Today I give thanks, because I am bored.
I write this from the foldable metal chair on the worn floor of my empty terrace, yet another unfinished house project the Internet tells me I should be tackling with my “free time”. While I take those sort of suggestions with a grain of salt I find it wildly amusing how averse people are to simply sitting with themselves, even with the background of a pandemic. You take you with you wherever you go, and you can only run for so long.
Though I am hardly better, what with my endless scrolling; switching devices while the other charges. At least the source of this endless connectivity is borne of a morbid fear of missing out; I reason if I am already plugged in and anxious bad news cannot catch me off my guard, shock me out of false calm.
This is my first seven-day stretch in the house after convincing the powers that be that carefulness and luck will only take me so far as the only person left not using their own car to do essential errands. What started as a social distancing double-dutch of rotated employees soon graduated to full shutdown, and I one of the last to regularly pop in to kick the tires. The last day I was in the office was the day after the events of my last post, the news I’d learned in the first text of the day. I picked up McDs on the way home. After two weeks of exclusively home-prepared meals it tasted far better than I ever remember. I broke down in the Zoom meeting, post after-outdoors sanitizing routine.
The week before, the last time I was in the office, the first text of the day was a health scare at home. We are all essential workers in our own way, some much more important than others. I broke rank and took the cab home to my mother’s instead, dropping care packages at the door and blowing kisses from across the hall. Social distancing feels painfully real when the people you can’t touch are right in front of you. I broke down after the Zoom meeting, post after-outdoors sanitizing routine.
The week before, the last time I was in the office, a quarter of the staff was still with me. I was far more concerned about contamination than I was for my continued employment. I’d only recovered a few weeks ago from a flu-like bout and didn’t trust the distancing methods in place now. The notices had just started to come in. CoVid confirmed, CoVid confirmed. My mother asked if I could stage a walk-out. Boomer job advice is some of my favorite. I broke down in the shower, while ruminating on whether I should implement a post-outdoors sanitizing routine.
Today is a week after the last time I was in the office. There were no angry calls to attend to, no fires to put out. Today, there is nothing to report.
The sun is setting over the Hudson. Everyone alive is still with us and healthy. Everyone who has moved on from this life is at peace. I learned today my neighborhood participates in the 7pm round of applause for medical professionals on the front lines. Maybe I’ll join them tomorrow. Today was slow. Today is good.
And yet, my breath still catches in anticipation when I reach to check the notifications in my phone.

■ Provided records
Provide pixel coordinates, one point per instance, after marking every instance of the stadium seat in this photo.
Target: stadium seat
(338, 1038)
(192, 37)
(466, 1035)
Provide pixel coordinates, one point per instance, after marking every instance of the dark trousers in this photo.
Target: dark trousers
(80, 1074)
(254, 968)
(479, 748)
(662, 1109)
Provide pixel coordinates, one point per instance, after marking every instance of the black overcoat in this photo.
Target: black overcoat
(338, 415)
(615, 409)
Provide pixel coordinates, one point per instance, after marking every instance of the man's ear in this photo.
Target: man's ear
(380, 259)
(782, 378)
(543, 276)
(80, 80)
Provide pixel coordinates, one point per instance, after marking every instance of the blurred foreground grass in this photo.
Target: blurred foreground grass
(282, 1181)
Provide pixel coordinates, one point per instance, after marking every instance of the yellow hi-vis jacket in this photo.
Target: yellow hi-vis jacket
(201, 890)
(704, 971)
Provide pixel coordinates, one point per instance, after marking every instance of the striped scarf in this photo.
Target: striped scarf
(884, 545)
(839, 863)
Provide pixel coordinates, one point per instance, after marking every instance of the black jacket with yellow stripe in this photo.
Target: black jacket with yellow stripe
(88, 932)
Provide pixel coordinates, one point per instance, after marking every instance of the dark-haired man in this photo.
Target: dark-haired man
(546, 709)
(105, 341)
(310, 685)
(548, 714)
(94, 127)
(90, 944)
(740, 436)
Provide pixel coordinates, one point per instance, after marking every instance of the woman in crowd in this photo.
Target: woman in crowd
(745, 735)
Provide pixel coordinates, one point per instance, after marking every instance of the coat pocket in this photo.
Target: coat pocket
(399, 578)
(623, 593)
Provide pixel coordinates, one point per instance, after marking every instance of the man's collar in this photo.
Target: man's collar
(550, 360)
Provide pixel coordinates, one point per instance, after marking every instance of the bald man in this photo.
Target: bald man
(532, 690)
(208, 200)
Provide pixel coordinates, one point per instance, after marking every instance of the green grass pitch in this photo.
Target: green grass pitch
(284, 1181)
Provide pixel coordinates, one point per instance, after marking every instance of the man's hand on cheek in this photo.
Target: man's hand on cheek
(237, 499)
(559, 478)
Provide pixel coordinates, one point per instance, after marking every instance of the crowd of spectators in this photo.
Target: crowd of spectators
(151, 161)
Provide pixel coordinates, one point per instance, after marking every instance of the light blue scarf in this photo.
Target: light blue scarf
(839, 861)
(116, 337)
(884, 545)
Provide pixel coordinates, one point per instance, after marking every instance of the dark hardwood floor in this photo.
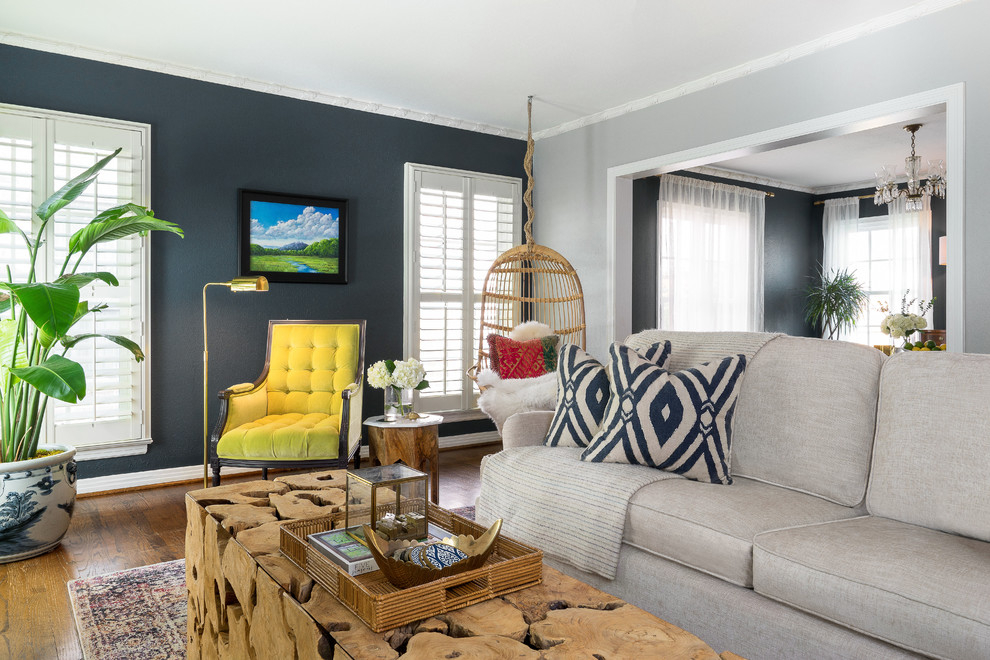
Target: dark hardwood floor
(130, 529)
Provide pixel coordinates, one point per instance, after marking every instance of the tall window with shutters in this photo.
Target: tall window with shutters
(457, 223)
(39, 152)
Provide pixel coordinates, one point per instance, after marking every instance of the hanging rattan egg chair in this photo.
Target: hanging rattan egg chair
(530, 283)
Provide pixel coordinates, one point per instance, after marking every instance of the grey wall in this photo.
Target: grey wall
(789, 254)
(209, 140)
(571, 167)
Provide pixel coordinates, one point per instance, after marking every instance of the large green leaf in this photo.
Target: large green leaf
(67, 193)
(82, 309)
(135, 350)
(58, 377)
(8, 226)
(52, 307)
(83, 279)
(119, 227)
(8, 331)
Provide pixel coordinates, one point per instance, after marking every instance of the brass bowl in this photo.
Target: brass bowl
(405, 574)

■ Try it
Answer the following from the journal entry about the pandemic.
(a) What is the writer sitting on while writing?
(b) What food did the writer pick up on the way home after the last day in the office?
(c) At what time does the writer's neighborhood applaud medical professionals?

■ Result
(a) A foldable metal chair on the worn floor of an empty terrace.
(b) McDs.
(c) At 7pm.